EXERCISE PROMPT –
Show every line below where "tree" appears.

<<<<

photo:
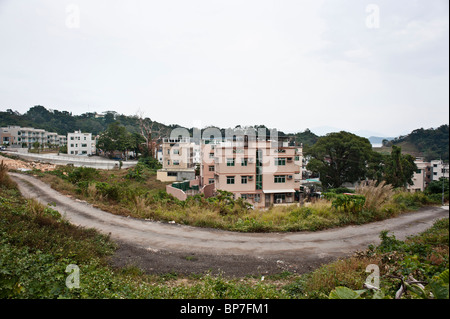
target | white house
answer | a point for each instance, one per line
(80, 143)
(439, 169)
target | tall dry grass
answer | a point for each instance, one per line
(5, 181)
(376, 195)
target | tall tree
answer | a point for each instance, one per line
(115, 138)
(339, 158)
(399, 168)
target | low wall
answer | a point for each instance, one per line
(177, 193)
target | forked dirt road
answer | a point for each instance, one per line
(162, 248)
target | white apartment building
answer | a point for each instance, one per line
(16, 136)
(79, 143)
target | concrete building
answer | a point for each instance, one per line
(439, 169)
(18, 137)
(260, 171)
(421, 177)
(81, 143)
(178, 160)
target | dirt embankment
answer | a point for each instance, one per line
(20, 165)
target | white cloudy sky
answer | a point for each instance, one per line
(288, 64)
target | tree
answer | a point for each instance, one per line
(398, 168)
(339, 158)
(115, 138)
(152, 133)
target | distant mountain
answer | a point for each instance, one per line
(379, 140)
(432, 143)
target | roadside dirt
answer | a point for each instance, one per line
(18, 164)
(163, 248)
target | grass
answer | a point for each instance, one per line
(140, 195)
(37, 244)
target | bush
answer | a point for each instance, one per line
(150, 163)
(349, 203)
(407, 200)
(82, 174)
(376, 195)
(107, 190)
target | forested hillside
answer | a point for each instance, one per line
(433, 143)
(64, 122)
(430, 143)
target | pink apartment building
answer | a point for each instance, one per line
(261, 172)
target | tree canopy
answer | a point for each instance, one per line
(339, 158)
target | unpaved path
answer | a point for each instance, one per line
(162, 248)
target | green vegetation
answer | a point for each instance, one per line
(339, 158)
(37, 245)
(346, 158)
(136, 192)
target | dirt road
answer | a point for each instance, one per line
(161, 248)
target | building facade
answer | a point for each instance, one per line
(79, 143)
(18, 137)
(421, 177)
(439, 169)
(261, 172)
(177, 160)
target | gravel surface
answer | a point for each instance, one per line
(162, 248)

>>>>

REPLY –
target | tall tree
target | tree
target | tree canopy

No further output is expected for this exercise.